It's a stretch of golden sand next to a popular resort town where you can actually lay down your double-sized towel. As if painted as a backdrop to the beach, you see the reddish Cap du Dramont peninsula, its white semaphore and its crazy little island with a square tower. The beach is sheltered from the waves thanks to a reef of red lava flow that runs parallel to the beach and cordons off a shallow pool.

It's Plage de la Tortue by Boulouris.

To reach it, hop on the Route de La Corniche or N98, and stop between Saint-Raphael and Agay at the intersection with Boulevard de la Mer in Boulouris. On foot, head on down the path in front of the seafood restaurant l'Olympe and take 40 steps to the sea. You can also get there by train, stopping at the Boulouris station and heading straight down Blvd de la Mer to the beach.

The beach is all sand, of easy access even if not right into town, and yet not too crowded not even on a pipping hot day in late June.

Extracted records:
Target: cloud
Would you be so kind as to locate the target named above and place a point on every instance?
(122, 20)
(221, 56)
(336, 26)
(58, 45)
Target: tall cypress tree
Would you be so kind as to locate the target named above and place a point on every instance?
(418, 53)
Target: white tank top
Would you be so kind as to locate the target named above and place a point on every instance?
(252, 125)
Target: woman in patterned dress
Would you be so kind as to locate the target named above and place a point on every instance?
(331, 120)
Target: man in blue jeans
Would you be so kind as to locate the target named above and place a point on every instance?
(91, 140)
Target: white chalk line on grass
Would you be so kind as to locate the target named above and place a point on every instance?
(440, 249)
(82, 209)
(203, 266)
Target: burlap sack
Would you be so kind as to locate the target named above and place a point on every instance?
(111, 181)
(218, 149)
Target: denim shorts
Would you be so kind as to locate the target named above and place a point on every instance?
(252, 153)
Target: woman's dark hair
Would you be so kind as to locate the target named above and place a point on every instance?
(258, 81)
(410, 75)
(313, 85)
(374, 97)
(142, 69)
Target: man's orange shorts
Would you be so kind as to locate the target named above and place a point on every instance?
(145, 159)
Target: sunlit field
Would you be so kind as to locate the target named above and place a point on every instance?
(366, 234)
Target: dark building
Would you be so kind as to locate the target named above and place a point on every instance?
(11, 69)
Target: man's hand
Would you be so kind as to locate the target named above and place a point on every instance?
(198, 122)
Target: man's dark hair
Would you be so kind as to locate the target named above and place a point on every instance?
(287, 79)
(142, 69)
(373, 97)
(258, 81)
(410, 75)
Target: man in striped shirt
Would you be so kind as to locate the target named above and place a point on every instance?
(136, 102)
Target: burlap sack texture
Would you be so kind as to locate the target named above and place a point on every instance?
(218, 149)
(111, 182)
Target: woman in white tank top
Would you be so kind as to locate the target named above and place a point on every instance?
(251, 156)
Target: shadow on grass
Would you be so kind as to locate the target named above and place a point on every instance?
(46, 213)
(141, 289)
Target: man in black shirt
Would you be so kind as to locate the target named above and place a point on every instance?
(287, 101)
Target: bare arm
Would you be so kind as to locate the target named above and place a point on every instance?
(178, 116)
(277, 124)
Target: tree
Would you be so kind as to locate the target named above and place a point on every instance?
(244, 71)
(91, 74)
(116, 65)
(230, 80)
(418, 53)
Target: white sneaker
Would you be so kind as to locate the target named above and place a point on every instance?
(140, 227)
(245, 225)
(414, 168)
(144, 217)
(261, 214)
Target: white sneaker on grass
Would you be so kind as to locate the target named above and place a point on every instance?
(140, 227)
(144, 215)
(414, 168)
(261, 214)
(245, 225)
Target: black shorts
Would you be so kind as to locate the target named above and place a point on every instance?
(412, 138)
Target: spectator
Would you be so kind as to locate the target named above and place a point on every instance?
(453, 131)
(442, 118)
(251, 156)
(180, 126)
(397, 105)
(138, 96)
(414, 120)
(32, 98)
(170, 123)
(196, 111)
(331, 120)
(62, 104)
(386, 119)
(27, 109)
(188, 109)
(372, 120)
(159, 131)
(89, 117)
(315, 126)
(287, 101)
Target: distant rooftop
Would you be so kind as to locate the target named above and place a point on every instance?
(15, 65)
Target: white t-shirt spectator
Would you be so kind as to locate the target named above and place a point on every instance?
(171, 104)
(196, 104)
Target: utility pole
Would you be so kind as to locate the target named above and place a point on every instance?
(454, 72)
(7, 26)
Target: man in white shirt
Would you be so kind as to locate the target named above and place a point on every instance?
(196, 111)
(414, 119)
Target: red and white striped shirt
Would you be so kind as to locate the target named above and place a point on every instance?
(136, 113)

▸ TASKS:
1. Reproduce the passage of the Plage de la Tortue text between "It's Plage de" and "in late June.", inclusive.
2. According to the Plage de la Tortue text, what shelters the beach from the waves?
3. Pick up the Plage de la Tortue text after its last sentence and keep writing it.

▸ SOLVED TASKS:
1.
It's Plage de la Tortue by Boulouris.

To reach it, hop on the Route de La Corniche or N98, and stop between Saint-Raphael and Agay at the intersection with Boulevard de la Mer in Boulouris. On foot, head on down the path in front of the seafood restaurant l'Olympe and take 40 steps to the sea. You can also get there by train, stopping at the Boulouris station and heading straight down Blvd de la Mer to the beach.

The beach is all sand, of easy access even if not right into town, and yet not too crowded not even on a pipping hot day in late June.

2. A reef of red lava flow that runs parallel to the beach and cordons off a shallow pool.

3.
The La Tortue Restaurant that's by the beach is well-known of those who enjoy a splurge of seafood while practically dipping their feet in the sea. Beach mattresses line up prettily on the restaurant's private beach. The private sand appears a little whiter than the one next door on the public beach. I'm not a fan of fenced out beaches with plush mattresses, but some folks prefer when the beach is watched over by a life guard - the private one here is and the public one isn't. Your choice. Either way, this turtle beach makes an excellent spot for slowing down.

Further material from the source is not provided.